### DATASET RECORDS ###

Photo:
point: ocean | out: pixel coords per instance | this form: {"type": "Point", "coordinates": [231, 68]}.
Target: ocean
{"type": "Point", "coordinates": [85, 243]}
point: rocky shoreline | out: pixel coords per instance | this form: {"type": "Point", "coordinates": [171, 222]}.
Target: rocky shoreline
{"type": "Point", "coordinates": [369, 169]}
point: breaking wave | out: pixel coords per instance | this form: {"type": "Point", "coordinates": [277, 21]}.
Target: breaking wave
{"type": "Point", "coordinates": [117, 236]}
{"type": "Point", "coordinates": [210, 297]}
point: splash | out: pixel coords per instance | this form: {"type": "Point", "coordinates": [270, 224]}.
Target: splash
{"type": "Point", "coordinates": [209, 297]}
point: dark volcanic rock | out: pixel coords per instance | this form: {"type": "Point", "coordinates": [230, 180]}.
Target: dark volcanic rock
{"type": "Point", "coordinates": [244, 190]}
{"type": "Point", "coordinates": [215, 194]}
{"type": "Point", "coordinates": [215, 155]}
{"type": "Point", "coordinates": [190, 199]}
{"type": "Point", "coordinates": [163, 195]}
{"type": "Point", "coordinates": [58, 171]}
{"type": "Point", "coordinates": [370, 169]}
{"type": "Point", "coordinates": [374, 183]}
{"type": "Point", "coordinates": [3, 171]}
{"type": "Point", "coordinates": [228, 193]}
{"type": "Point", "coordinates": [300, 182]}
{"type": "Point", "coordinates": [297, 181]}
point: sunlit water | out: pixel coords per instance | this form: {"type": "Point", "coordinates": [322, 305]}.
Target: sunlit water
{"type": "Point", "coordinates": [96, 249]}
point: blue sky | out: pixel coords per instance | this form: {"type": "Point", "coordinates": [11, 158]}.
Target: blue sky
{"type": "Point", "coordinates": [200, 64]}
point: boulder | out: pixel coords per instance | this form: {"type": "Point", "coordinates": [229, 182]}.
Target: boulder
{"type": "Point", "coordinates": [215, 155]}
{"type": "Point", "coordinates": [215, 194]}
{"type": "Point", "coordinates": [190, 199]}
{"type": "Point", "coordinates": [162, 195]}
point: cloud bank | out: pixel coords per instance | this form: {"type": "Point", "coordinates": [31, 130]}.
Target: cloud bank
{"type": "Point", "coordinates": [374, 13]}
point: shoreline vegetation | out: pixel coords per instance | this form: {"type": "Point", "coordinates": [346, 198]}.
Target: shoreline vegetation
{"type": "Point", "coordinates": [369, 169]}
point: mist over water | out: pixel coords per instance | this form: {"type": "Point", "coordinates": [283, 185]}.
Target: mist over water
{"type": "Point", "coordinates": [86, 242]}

###
### DATASET RECORDS ###

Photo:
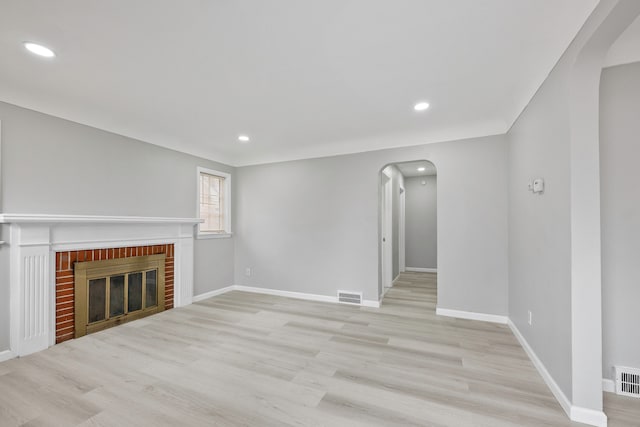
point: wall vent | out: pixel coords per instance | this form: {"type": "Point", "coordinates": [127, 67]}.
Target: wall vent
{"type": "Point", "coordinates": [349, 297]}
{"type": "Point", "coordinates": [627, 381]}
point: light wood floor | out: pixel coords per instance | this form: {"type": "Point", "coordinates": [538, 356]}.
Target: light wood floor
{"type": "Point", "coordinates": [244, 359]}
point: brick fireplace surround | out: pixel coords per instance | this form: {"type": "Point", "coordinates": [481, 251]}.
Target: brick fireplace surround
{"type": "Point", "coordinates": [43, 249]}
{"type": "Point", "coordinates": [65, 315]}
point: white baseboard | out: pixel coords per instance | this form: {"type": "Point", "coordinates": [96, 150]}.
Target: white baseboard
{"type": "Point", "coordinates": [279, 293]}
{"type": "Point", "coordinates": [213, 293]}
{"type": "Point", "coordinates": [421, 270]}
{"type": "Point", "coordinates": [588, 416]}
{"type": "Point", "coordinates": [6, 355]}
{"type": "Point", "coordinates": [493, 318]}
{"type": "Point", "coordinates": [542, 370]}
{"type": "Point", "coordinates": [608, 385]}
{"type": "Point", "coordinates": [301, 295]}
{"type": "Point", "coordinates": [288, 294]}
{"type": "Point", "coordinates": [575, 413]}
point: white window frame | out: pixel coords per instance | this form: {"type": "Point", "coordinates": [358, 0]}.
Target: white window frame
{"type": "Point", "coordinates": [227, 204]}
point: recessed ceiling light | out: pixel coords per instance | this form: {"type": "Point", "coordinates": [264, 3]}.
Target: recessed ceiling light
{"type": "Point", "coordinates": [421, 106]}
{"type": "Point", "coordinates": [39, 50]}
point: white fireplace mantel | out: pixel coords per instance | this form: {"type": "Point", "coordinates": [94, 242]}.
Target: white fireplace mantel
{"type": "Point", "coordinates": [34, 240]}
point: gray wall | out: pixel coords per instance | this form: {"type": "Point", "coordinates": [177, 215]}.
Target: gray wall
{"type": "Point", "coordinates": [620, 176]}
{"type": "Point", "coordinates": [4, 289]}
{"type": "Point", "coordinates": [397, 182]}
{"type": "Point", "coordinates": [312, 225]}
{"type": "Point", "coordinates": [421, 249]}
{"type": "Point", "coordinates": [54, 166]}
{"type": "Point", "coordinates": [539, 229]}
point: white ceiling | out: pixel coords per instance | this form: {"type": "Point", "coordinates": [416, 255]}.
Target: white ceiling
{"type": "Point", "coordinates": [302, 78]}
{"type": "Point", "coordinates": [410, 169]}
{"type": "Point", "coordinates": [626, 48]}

###
### DATASET RECORDS ###

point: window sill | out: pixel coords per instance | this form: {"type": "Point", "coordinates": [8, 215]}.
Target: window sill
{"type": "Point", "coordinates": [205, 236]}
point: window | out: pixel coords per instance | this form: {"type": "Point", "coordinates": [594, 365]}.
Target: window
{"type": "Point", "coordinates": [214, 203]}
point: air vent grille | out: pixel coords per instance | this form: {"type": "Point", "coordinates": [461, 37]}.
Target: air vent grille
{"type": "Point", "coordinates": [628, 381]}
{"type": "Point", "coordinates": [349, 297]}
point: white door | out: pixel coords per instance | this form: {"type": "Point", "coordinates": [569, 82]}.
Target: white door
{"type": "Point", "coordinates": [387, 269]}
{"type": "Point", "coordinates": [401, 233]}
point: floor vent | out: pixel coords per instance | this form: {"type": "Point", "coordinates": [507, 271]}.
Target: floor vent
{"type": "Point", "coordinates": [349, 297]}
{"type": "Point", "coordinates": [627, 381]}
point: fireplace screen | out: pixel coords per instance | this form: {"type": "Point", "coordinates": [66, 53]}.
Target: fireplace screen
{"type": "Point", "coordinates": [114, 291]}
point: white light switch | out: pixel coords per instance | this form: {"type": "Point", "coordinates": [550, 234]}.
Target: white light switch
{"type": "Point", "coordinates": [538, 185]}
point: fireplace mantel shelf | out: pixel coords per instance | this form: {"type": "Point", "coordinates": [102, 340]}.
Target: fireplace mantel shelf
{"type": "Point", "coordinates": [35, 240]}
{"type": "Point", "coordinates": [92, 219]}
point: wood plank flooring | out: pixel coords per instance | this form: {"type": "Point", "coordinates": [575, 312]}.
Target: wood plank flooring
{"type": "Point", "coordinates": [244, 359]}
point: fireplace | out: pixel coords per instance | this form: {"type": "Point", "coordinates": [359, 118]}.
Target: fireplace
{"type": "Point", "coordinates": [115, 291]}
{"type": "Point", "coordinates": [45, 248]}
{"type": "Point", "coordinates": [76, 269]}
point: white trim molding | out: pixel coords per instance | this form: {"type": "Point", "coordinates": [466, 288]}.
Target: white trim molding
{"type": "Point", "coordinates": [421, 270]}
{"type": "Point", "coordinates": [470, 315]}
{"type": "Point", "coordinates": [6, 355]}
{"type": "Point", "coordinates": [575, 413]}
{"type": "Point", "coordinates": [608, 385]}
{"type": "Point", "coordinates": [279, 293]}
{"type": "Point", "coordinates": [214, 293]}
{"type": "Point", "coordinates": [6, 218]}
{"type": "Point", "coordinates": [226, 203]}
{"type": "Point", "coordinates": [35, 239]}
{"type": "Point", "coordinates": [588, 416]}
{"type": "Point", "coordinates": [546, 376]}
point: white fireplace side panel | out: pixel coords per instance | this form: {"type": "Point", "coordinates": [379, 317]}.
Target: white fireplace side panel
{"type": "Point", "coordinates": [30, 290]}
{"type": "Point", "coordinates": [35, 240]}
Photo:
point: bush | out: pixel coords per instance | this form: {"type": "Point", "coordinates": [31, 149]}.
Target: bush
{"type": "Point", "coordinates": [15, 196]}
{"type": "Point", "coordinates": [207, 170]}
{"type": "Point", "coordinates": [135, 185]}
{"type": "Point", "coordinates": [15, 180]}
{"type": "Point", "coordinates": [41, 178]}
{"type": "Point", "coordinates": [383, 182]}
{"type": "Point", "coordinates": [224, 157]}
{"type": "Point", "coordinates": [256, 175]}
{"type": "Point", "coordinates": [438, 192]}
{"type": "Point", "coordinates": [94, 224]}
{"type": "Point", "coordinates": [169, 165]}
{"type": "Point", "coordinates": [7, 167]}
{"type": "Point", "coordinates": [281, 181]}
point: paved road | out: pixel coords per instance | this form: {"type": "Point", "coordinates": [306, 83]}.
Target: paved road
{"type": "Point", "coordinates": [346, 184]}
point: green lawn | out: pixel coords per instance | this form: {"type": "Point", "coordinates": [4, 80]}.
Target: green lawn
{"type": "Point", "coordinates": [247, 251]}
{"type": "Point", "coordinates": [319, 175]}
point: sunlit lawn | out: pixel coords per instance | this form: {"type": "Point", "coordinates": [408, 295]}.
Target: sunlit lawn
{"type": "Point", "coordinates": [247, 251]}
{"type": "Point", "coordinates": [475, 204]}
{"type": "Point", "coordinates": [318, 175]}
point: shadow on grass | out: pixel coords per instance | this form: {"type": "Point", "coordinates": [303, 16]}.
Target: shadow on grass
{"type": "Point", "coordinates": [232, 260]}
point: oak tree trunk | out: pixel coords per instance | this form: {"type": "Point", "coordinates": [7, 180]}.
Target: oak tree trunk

###

Pick out each line above that contains the word "shoreline".

# REPLY TO THE TASK
point: rocky shoreline | out: pixel coords per instance | this form: {"type": "Point", "coordinates": [171, 222]}.
Target: rocky shoreline
point: shoreline vegetation | out: pixel coords per instance | this form: {"type": "Point", "coordinates": [346, 198]}.
Target: shoreline vegetation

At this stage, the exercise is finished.